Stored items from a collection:
==*==

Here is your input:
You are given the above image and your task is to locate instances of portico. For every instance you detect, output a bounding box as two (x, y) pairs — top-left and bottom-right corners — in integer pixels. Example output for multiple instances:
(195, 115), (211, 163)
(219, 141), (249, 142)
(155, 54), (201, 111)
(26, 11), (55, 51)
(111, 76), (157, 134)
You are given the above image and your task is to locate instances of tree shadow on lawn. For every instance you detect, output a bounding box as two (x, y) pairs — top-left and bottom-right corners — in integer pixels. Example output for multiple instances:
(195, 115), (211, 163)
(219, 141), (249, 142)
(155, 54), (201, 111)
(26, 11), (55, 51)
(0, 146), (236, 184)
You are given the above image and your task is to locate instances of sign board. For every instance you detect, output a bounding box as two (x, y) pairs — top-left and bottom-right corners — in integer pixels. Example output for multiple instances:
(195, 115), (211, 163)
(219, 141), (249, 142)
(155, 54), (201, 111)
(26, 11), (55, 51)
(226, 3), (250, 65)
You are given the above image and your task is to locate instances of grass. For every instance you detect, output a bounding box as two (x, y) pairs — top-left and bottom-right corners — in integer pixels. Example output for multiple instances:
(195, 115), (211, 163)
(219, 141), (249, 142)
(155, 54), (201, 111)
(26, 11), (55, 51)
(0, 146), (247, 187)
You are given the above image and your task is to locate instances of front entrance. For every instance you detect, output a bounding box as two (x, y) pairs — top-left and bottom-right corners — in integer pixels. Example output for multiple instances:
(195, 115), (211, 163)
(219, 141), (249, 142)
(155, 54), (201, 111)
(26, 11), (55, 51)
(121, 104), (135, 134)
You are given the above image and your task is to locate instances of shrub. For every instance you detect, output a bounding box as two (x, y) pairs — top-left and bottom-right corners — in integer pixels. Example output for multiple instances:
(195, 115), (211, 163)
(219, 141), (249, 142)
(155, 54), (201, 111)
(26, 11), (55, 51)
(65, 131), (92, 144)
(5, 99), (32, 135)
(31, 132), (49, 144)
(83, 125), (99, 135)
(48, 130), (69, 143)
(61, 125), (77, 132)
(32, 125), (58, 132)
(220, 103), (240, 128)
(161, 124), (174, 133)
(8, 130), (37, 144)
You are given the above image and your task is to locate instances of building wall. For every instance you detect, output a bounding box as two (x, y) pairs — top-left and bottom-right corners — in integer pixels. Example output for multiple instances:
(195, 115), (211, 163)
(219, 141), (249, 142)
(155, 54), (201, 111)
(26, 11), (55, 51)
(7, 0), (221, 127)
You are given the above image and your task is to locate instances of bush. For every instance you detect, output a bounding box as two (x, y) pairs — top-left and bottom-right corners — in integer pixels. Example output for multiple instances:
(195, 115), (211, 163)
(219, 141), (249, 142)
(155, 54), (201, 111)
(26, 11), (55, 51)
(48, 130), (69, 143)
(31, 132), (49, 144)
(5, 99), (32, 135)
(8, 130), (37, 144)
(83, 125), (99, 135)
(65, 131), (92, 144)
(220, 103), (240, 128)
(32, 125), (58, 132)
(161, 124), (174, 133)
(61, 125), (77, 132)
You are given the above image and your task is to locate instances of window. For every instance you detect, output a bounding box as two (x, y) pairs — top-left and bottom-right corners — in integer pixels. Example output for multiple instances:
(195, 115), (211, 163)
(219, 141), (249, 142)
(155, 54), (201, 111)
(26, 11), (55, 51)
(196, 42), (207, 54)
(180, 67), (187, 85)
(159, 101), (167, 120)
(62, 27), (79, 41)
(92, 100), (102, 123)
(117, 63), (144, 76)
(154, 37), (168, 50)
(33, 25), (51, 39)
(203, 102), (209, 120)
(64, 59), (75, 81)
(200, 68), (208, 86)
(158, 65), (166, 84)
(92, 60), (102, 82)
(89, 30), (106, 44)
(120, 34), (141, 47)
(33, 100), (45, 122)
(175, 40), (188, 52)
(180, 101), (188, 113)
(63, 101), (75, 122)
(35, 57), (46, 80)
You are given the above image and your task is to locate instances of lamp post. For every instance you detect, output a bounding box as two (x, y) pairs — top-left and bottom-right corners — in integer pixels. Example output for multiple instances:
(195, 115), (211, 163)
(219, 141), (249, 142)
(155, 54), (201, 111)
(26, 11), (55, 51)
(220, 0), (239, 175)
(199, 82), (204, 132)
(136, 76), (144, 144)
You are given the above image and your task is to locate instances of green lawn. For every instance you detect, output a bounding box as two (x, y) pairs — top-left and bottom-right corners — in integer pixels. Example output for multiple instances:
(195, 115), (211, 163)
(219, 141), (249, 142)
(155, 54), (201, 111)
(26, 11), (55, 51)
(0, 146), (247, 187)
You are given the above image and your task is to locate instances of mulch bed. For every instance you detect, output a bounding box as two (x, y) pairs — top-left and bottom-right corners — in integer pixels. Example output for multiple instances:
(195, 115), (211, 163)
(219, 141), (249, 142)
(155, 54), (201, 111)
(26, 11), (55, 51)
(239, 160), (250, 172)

==*==

### WRITTEN EXERCISE
The full set of records should be duplicated exactly.

### WRITTEN SOLUTION
Here is your input:
You are given the above image and your task is to locate instances of portico. For every instance you detect, output a bounding box as two (x, y) pairs — top-left and bottom-right corners — in integer pixels. Example output for multiple instances:
(195, 115), (211, 163)
(219, 141), (249, 142)
(155, 54), (201, 111)
(26, 11), (55, 51)
(111, 76), (157, 134)
You are given the above image and your task is to locate instances of tree shadow on lawn. For every instance you detect, output a bounding box as two (x, y) pairs — top-left and bottom-right corners — in integer pixels. Example output for multiple instances:
(195, 115), (211, 163)
(219, 141), (249, 142)
(155, 54), (201, 111)
(26, 11), (55, 51)
(0, 146), (236, 184)
You are given the above image and your task is to locate instances of sign board. For every instance you detect, output a bounding box as two (x, y) pairs — top-left and bottom-right corners — in integer pixels. Example output for multiple instances:
(195, 115), (211, 163)
(219, 141), (249, 142)
(155, 54), (201, 111)
(26, 11), (55, 51)
(226, 3), (250, 65)
You are given the above image and your task is to locate instances of grass. For every instance you detect, output a bounding box as two (x, y) pairs — top-left and bottom-right corners — in integer pixels. Example output for multiple instances:
(195, 115), (211, 163)
(219, 141), (249, 142)
(155, 54), (201, 111)
(26, 11), (55, 51)
(0, 146), (247, 187)
You are given the above image and your task is to locate instances of front entrance. For every instance you detect, output a bounding box as two (x, y) pairs — top-left and bottom-right corners — in integer pixels. Example output for multiple instances:
(195, 115), (211, 163)
(219, 141), (249, 142)
(155, 54), (201, 111)
(26, 11), (55, 51)
(121, 104), (135, 134)
You are given the above image and your task is to locate instances of shrub. For every instance you detect, output a bounding box as two (x, y) pairs — top-left and bottom-right corners — in integer pixels. Example output for multiple instances:
(195, 115), (211, 163)
(219, 141), (249, 142)
(155, 54), (201, 111)
(26, 11), (55, 51)
(65, 131), (92, 144)
(5, 99), (32, 135)
(31, 132), (49, 144)
(83, 125), (99, 135)
(48, 130), (69, 143)
(61, 125), (77, 132)
(32, 125), (58, 132)
(220, 103), (240, 128)
(161, 124), (174, 133)
(8, 130), (37, 144)
You are given the above image and your task is to locate instances of building wall. For every instance you detect, output a bounding box as two (x, y) pairs — top-left and bottom-right corners — in integer pixels. Example output for multiple instances:
(195, 115), (211, 163)
(219, 141), (249, 142)
(155, 54), (201, 111)
(26, 11), (55, 51)
(7, 0), (221, 127)
You are given the above image and your task is to locate instances of bush. For every instance you detect, output a bounding box as two (x, y) pairs — top-left and bottom-right corners — in integer pixels. Example output for multiple instances:
(195, 115), (211, 163)
(219, 141), (249, 142)
(155, 54), (201, 111)
(26, 11), (55, 51)
(48, 130), (69, 143)
(31, 132), (49, 144)
(5, 99), (32, 135)
(8, 130), (37, 144)
(83, 125), (99, 135)
(65, 131), (92, 144)
(220, 103), (240, 128)
(32, 125), (58, 132)
(161, 124), (174, 133)
(61, 125), (77, 132)
You are given the above image and your task is to locate instances of window. For every instance you detect, output a bounding box as two (x, y) pairs — top-left and bottom-right corners — in integer pixels. Example output for multiple instances:
(195, 115), (211, 163)
(219, 141), (249, 142)
(155, 54), (201, 111)
(26, 11), (55, 51)
(196, 42), (207, 54)
(180, 67), (187, 85)
(159, 101), (167, 120)
(62, 27), (79, 41)
(92, 100), (102, 123)
(117, 63), (144, 76)
(154, 37), (168, 50)
(33, 25), (51, 39)
(203, 102), (209, 120)
(64, 59), (75, 81)
(200, 68), (208, 86)
(158, 65), (166, 84)
(92, 60), (102, 82)
(89, 30), (106, 44)
(120, 34), (141, 47)
(33, 100), (45, 122)
(175, 40), (188, 52)
(180, 101), (188, 113)
(63, 101), (75, 122)
(35, 57), (46, 80)
You are given the above image and your task is to locate instances of lamp post. For every instance you detect, output a bounding box as two (x, y) pairs — top-left and bottom-right corners — in integer pixels. Example output for multiple instances:
(195, 115), (211, 163)
(219, 141), (249, 142)
(155, 54), (201, 111)
(26, 11), (55, 51)
(220, 0), (239, 175)
(199, 82), (204, 132)
(136, 76), (144, 144)
You are given the above image and your task is to locate instances of green lawn. For every instance you detect, output a bounding box as two (x, y) pairs — top-left and bottom-right corners — in integer pixels. Example output for multiple instances:
(195, 115), (211, 163)
(219, 141), (249, 142)
(155, 54), (201, 111)
(26, 11), (55, 51)
(0, 146), (247, 187)
You are given the above image and your task is to locate instances of mulch bed. For every instance you detect, output a bounding box as two (x, y) pairs — top-left and bottom-right corners — in integer pixels. Example output for multiple instances:
(195, 115), (211, 163)
(219, 141), (249, 142)
(155, 54), (201, 111)
(26, 11), (55, 51)
(239, 160), (250, 172)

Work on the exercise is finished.